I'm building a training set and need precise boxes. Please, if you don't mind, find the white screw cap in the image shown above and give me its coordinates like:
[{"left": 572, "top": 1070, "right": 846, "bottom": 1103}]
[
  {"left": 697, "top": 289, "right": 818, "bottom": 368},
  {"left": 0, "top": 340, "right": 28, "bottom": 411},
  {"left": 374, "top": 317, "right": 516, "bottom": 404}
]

--------------------

WHAT YOU WILL DO: Could you copy out every one of the records above word for word, leaving each line unchanged?

RESULT FOR THIS TASK:
I'm building a training set and need precise boxes. Please, if you don't mind, find the white screw cap in the image shown above and give me its coordinates like:
[{"left": 572, "top": 1070, "right": 846, "bottom": 1103}]
[
  {"left": 697, "top": 289, "right": 818, "bottom": 368},
  {"left": 0, "top": 340, "right": 28, "bottom": 411},
  {"left": 374, "top": 317, "right": 516, "bottom": 404}
]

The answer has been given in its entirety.